Task objective |
From the line with "format = compact" through the final line of the entries below, write out each line exactly and nothing else.

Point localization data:

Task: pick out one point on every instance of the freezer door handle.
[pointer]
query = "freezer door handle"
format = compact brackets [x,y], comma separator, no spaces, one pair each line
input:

Written answer |
format = compact brackets [x,y], comma separator, no spaces, one pair each line
input:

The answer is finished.